## What is needed
Print the listing below word for word, but drop any pictures it contains.

## Input material
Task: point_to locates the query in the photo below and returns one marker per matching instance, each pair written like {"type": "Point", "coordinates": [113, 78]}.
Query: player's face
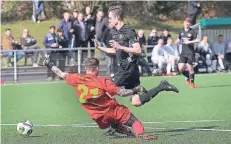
{"type": "Point", "coordinates": [187, 24]}
{"type": "Point", "coordinates": [88, 10]}
{"type": "Point", "coordinates": [113, 21]}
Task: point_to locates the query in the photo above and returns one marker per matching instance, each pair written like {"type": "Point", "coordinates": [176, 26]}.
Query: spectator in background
{"type": "Point", "coordinates": [158, 56]}
{"type": "Point", "coordinates": [81, 35]}
{"type": "Point", "coordinates": [228, 57]}
{"type": "Point", "coordinates": [172, 56]}
{"type": "Point", "coordinates": [62, 43]}
{"type": "Point", "coordinates": [90, 21]}
{"type": "Point", "coordinates": [153, 37]}
{"type": "Point", "coordinates": [51, 42]}
{"type": "Point", "coordinates": [205, 50]}
{"type": "Point", "coordinates": [100, 27]}
{"type": "Point", "coordinates": [142, 62]}
{"type": "Point", "coordinates": [194, 8]}
{"type": "Point", "coordinates": [29, 43]}
{"type": "Point", "coordinates": [218, 53]}
{"type": "Point", "coordinates": [38, 9]}
{"type": "Point", "coordinates": [75, 15]}
{"type": "Point", "coordinates": [66, 25]}
{"type": "Point", "coordinates": [9, 43]}
{"type": "Point", "coordinates": [165, 36]}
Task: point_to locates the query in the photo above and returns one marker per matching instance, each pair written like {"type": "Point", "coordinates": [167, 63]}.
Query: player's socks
{"type": "Point", "coordinates": [186, 74]}
{"type": "Point", "coordinates": [163, 86]}
{"type": "Point", "coordinates": [138, 128]}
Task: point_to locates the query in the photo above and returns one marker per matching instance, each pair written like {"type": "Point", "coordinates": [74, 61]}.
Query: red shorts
{"type": "Point", "coordinates": [118, 114]}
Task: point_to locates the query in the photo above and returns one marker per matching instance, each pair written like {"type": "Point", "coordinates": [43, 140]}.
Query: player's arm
{"type": "Point", "coordinates": [132, 37]}
{"type": "Point", "coordinates": [47, 62]}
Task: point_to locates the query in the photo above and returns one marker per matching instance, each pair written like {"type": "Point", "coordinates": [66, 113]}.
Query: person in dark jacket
{"type": "Point", "coordinates": [90, 21]}
{"type": "Point", "coordinates": [194, 9]}
{"type": "Point", "coordinates": [142, 62]}
{"type": "Point", "coordinates": [62, 43]}
{"type": "Point", "coordinates": [165, 36]}
{"type": "Point", "coordinates": [28, 42]}
{"type": "Point", "coordinates": [51, 42]}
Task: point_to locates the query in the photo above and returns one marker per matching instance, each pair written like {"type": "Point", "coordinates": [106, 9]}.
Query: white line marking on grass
{"type": "Point", "coordinates": [95, 126]}
{"type": "Point", "coordinates": [87, 124]}
{"type": "Point", "coordinates": [54, 82]}
{"type": "Point", "coordinates": [189, 129]}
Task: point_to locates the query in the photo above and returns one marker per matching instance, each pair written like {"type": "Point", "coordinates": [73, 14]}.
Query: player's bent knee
{"type": "Point", "coordinates": [136, 101]}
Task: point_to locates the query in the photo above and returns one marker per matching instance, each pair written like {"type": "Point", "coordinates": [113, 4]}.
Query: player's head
{"type": "Point", "coordinates": [92, 66]}
{"type": "Point", "coordinates": [88, 10]}
{"type": "Point", "coordinates": [220, 38]}
{"type": "Point", "coordinates": [115, 15]}
{"type": "Point", "coordinates": [187, 22]}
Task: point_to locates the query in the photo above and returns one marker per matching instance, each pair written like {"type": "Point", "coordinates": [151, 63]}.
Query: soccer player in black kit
{"type": "Point", "coordinates": [126, 47]}
{"type": "Point", "coordinates": [187, 37]}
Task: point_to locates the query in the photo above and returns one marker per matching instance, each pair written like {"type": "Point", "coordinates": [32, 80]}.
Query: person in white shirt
{"type": "Point", "coordinates": [218, 53]}
{"type": "Point", "coordinates": [158, 55]}
{"type": "Point", "coordinates": [205, 50]}
{"type": "Point", "coordinates": [171, 55]}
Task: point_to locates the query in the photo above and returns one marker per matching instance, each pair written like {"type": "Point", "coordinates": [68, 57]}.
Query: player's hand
{"type": "Point", "coordinates": [46, 61]}
{"type": "Point", "coordinates": [115, 45]}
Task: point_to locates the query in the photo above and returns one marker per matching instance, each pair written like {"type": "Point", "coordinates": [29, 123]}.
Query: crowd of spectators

## Finished exercise
Task: point_to locates the query in the photo below and returns one marker per matching instance, each pair written like {"type": "Point", "coordinates": [113, 78]}.
Query: player's face
{"type": "Point", "coordinates": [187, 24]}
{"type": "Point", "coordinates": [88, 10]}
{"type": "Point", "coordinates": [113, 21]}
Task: point_to locates the query in the photo above and returns one marker per matching instance, each pair written like {"type": "Point", "coordinates": [176, 26]}.
Query: spectator in background
{"type": "Point", "coordinates": [158, 56]}
{"type": "Point", "coordinates": [81, 35]}
{"type": "Point", "coordinates": [228, 57]}
{"type": "Point", "coordinates": [172, 56]}
{"type": "Point", "coordinates": [62, 43]}
{"type": "Point", "coordinates": [90, 21]}
{"type": "Point", "coordinates": [153, 37]}
{"type": "Point", "coordinates": [51, 42]}
{"type": "Point", "coordinates": [205, 50]}
{"type": "Point", "coordinates": [100, 27]}
{"type": "Point", "coordinates": [142, 62]}
{"type": "Point", "coordinates": [194, 8]}
{"type": "Point", "coordinates": [29, 43]}
{"type": "Point", "coordinates": [218, 53]}
{"type": "Point", "coordinates": [38, 9]}
{"type": "Point", "coordinates": [75, 15]}
{"type": "Point", "coordinates": [66, 25]}
{"type": "Point", "coordinates": [9, 43]}
{"type": "Point", "coordinates": [165, 36]}
Task: point_to locates the query in the photo above and returns one marker per matching instance, each pair written like {"type": "Point", "coordinates": [167, 63]}.
Query: player's socks
{"type": "Point", "coordinates": [186, 74]}
{"type": "Point", "coordinates": [163, 86]}
{"type": "Point", "coordinates": [138, 128]}
Task: point_to locates the query in the photo above and returns one marker per matching instance, each pair written like {"type": "Point", "coordinates": [74, 61]}.
Query: red shorts
{"type": "Point", "coordinates": [118, 114]}
Task: point_to locates the query in the photo above and returns one marker per matching instance, each pair written like {"type": "Point", "coordinates": [43, 140]}.
Query: player's arm
{"type": "Point", "coordinates": [132, 37]}
{"type": "Point", "coordinates": [47, 62]}
Task: point_to locates the query in the photo above and returns one marker per matching instance, each pair written like {"type": "Point", "coordinates": [66, 113]}.
Query: person in dark jacket
{"type": "Point", "coordinates": [90, 21]}
{"type": "Point", "coordinates": [194, 9]}
{"type": "Point", "coordinates": [142, 62]}
{"type": "Point", "coordinates": [62, 43]}
{"type": "Point", "coordinates": [165, 36]}
{"type": "Point", "coordinates": [28, 42]}
{"type": "Point", "coordinates": [51, 42]}
Task: point_to locates the query in the photo above and returns one marker per matching instance, each pair written like {"type": "Point", "coordinates": [106, 9]}.
Query: white line marking on grass
{"type": "Point", "coordinates": [95, 126]}
{"type": "Point", "coordinates": [87, 124]}
{"type": "Point", "coordinates": [54, 82]}
{"type": "Point", "coordinates": [189, 129]}
Task: point_to locates the query in the photo above and returns one marker per matching instance, each pair written like {"type": "Point", "coordinates": [73, 14]}.
Query: player's bent knee
{"type": "Point", "coordinates": [136, 101]}
Task: point_to locates the query in the photo above and returns one marker per matching instance, each pair written like {"type": "Point", "coordinates": [113, 4]}.
Query: player's head
{"type": "Point", "coordinates": [92, 66]}
{"type": "Point", "coordinates": [88, 10]}
{"type": "Point", "coordinates": [220, 38]}
{"type": "Point", "coordinates": [115, 15]}
{"type": "Point", "coordinates": [187, 22]}
Task: point_to locates the query in the photo above and returns one marker per matching instance, each pair written like {"type": "Point", "coordinates": [151, 63]}.
Query: soccer player in black kit
{"type": "Point", "coordinates": [126, 47]}
{"type": "Point", "coordinates": [187, 37]}
Task: point_to locates the query in the photo above and returns one marker per matching instance, each pair written like {"type": "Point", "coordinates": [32, 80]}.
Query: person in white shirt
{"type": "Point", "coordinates": [218, 53]}
{"type": "Point", "coordinates": [158, 55]}
{"type": "Point", "coordinates": [205, 50]}
{"type": "Point", "coordinates": [171, 55]}
Task: point_to locates the query in the photo above and returns one marker per matching instance, each pair written like {"type": "Point", "coordinates": [68, 57]}.
Query: player's hand
{"type": "Point", "coordinates": [46, 61]}
{"type": "Point", "coordinates": [115, 45]}
Task: point_to locates the query in the photo above and returns one marker per matching instance, each pair written like {"type": "Point", "coordinates": [29, 123]}.
Query: crowd of spectators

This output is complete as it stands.